- EXERCISE TASK: Recast every line of the items below as one numbered list, dropping the blank lines and leaving the pictures out.

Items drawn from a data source
## begin
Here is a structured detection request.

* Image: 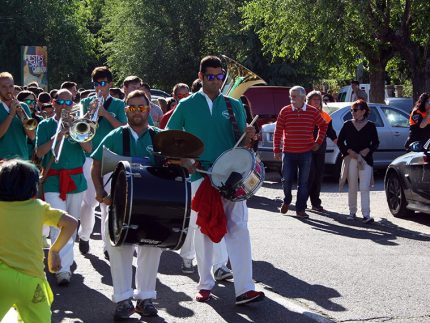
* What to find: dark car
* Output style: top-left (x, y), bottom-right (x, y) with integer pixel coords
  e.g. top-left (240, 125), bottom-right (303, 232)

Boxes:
top-left (384, 140), bottom-right (430, 217)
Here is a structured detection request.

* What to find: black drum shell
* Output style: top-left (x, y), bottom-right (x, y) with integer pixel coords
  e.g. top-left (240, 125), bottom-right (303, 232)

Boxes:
top-left (109, 162), bottom-right (191, 250)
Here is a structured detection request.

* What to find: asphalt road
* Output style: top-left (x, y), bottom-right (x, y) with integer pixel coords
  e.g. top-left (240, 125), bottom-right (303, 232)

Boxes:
top-left (5, 173), bottom-right (430, 323)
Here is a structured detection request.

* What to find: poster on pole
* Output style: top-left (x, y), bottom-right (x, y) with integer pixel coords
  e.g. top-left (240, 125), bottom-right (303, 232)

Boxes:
top-left (21, 46), bottom-right (48, 91)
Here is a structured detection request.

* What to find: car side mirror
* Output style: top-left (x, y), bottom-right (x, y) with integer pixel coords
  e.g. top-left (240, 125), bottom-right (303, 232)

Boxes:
## end
- ANSWER TO THE TASK:
1. Here is a structured detection request.
2. * Image: 
3. * What to find: dark car
4. * Output style: top-left (x, y), bottom-right (x, y) with integer pixel coords
5.   e.g. top-left (240, 125), bottom-right (303, 232)
6. Boxes:
7. top-left (384, 140), bottom-right (430, 217)
8. Here is a structured detection request.
9. * What to find: black drum shell
10. * Output style: top-left (x, y), bottom-right (x, y) with integer pixel coords
11.   e.g. top-left (240, 125), bottom-right (303, 232)
12. Boxes:
13. top-left (109, 162), bottom-right (191, 250)
14. Here is a structured detection request.
15. * What to find: asphalt road
16. * Output style: top-left (x, y), bottom-right (x, y) with integer pixel coords
17.   e.g. top-left (240, 125), bottom-right (303, 232)
18. Boxes:
19. top-left (5, 173), bottom-right (430, 323)
20. Here is a structured detection request.
21. * What to find: poster on pole
22. * Output style: top-left (x, y), bottom-right (x, y) with integer pixel coords
23.   e.g. top-left (240, 125), bottom-right (303, 232)
24. Boxes:
25. top-left (21, 46), bottom-right (48, 91)
26. Here is a structured detection request.
27. * What to find: car side mirror
28. * Output style: top-left (x, y), bottom-right (x, y) with integer pixel coords
29.   e.g. top-left (240, 125), bottom-right (303, 232)
30. Boxes:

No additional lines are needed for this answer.